In the items below, reproduce the stretch from the line containing "Task: tag the tiered" through the line containing "x=148, y=160", renaming "stone paving" to "flagstone paving" and leaving all else unchanged.

....................

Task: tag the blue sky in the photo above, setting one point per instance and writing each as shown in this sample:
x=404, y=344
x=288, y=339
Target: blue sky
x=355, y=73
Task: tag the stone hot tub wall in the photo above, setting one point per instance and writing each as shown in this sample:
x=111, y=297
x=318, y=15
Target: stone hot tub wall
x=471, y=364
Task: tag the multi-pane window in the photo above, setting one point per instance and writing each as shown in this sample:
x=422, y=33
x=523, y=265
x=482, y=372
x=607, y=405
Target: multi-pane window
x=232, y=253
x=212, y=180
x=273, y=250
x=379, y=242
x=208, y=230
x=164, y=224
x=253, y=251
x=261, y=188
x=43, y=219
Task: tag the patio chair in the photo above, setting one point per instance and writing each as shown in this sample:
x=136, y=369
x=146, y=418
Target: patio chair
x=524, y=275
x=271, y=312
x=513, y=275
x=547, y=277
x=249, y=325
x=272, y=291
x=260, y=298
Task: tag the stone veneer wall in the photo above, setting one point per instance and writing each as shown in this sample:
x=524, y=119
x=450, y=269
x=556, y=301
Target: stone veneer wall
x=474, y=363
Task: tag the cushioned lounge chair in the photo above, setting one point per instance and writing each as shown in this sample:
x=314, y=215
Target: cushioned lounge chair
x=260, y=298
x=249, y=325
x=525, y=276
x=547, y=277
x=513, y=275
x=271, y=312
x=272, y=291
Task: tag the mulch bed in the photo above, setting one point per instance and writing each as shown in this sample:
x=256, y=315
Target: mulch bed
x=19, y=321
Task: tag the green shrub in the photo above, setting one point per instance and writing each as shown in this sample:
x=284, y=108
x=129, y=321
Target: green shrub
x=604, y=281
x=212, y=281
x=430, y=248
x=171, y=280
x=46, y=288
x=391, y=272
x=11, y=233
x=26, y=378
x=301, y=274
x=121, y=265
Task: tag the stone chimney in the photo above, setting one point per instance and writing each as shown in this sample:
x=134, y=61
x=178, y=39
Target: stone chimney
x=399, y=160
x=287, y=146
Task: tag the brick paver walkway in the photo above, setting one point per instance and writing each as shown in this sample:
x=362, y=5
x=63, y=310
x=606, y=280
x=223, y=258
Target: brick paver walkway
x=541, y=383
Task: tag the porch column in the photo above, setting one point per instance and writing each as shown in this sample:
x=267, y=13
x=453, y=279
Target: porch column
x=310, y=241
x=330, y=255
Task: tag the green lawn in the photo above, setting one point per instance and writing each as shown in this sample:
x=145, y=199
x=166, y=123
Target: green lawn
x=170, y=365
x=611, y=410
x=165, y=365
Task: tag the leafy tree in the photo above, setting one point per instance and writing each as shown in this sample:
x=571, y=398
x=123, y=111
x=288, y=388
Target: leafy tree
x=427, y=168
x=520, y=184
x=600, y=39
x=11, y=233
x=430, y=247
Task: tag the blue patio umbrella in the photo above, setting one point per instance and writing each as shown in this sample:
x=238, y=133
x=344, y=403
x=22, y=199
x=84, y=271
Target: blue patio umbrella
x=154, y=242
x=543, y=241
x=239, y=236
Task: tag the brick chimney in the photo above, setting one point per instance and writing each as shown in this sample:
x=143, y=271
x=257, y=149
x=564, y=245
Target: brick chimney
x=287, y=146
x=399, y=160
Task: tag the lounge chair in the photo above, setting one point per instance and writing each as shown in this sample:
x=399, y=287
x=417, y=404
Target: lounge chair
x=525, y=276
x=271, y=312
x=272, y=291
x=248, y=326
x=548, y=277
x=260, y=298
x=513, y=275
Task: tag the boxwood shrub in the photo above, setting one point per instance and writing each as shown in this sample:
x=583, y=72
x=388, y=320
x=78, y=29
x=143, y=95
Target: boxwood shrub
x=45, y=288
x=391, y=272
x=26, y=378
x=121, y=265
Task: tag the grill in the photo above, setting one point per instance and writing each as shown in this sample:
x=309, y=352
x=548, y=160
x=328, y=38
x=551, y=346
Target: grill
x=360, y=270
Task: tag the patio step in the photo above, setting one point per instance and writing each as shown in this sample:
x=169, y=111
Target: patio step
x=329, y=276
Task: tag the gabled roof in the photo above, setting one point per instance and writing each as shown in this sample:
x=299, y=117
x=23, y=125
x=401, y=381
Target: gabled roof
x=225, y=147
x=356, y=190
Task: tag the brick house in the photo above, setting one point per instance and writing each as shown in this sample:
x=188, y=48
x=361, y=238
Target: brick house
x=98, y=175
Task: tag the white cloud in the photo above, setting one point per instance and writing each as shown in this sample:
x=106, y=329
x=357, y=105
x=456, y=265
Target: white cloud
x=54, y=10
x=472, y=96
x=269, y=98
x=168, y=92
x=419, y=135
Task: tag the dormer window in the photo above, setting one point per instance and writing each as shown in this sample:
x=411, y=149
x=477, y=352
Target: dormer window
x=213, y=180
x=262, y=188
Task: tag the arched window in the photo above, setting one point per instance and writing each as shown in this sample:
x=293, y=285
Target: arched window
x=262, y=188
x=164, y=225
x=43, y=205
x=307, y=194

....................

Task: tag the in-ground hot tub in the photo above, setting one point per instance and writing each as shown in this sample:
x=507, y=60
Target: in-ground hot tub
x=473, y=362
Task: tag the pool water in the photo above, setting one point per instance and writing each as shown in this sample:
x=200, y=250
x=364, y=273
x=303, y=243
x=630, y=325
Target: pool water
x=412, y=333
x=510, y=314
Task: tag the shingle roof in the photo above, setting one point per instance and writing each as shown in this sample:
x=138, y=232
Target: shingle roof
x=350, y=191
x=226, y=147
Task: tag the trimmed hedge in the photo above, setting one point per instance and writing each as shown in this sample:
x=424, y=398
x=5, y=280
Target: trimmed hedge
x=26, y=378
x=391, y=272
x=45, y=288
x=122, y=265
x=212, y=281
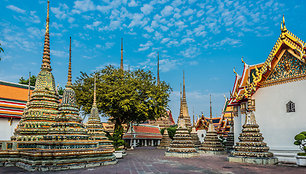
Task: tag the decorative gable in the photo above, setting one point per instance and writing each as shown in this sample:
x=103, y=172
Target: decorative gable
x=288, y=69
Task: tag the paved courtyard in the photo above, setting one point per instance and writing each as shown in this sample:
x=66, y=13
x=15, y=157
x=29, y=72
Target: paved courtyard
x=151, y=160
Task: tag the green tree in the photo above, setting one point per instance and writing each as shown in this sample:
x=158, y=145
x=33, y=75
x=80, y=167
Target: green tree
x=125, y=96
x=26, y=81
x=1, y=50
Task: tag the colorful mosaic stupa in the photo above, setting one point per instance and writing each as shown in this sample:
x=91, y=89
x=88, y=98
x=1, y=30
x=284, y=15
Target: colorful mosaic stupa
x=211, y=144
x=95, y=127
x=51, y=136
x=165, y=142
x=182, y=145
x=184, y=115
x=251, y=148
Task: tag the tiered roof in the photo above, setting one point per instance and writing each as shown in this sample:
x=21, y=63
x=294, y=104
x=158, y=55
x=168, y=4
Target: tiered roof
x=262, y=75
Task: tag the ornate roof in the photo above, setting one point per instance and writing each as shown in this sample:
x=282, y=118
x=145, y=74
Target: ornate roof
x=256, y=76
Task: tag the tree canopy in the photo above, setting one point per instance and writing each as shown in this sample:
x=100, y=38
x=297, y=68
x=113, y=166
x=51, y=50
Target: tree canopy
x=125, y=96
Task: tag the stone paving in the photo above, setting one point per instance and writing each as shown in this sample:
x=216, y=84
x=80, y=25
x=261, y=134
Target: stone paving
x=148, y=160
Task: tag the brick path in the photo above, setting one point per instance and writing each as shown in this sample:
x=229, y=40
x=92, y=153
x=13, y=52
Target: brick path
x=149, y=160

....................

# TASK RESPONSE
Task: tag the tiered roof in the photo above, setting one point per instance and writing each as shown in this sample:
x=21, y=63
x=294, y=104
x=158, y=55
x=168, y=4
Target: tiered roof
x=262, y=75
Task: tag the ornate roof in the photo above, setting one point per instance and writing each as shown in this sample:
x=282, y=118
x=145, y=74
Target: ornate roof
x=256, y=76
Task: tag the tree canopy in the photo above, setting one point per instance and writing each as shown in this sample:
x=100, y=38
x=297, y=68
x=113, y=166
x=51, y=50
Target: tree canopy
x=125, y=96
Task: tag the flagstone paving in the photo above, setting one point per instance and writing each as shown in this sample:
x=216, y=84
x=80, y=25
x=261, y=134
Target: flagstone paving
x=148, y=160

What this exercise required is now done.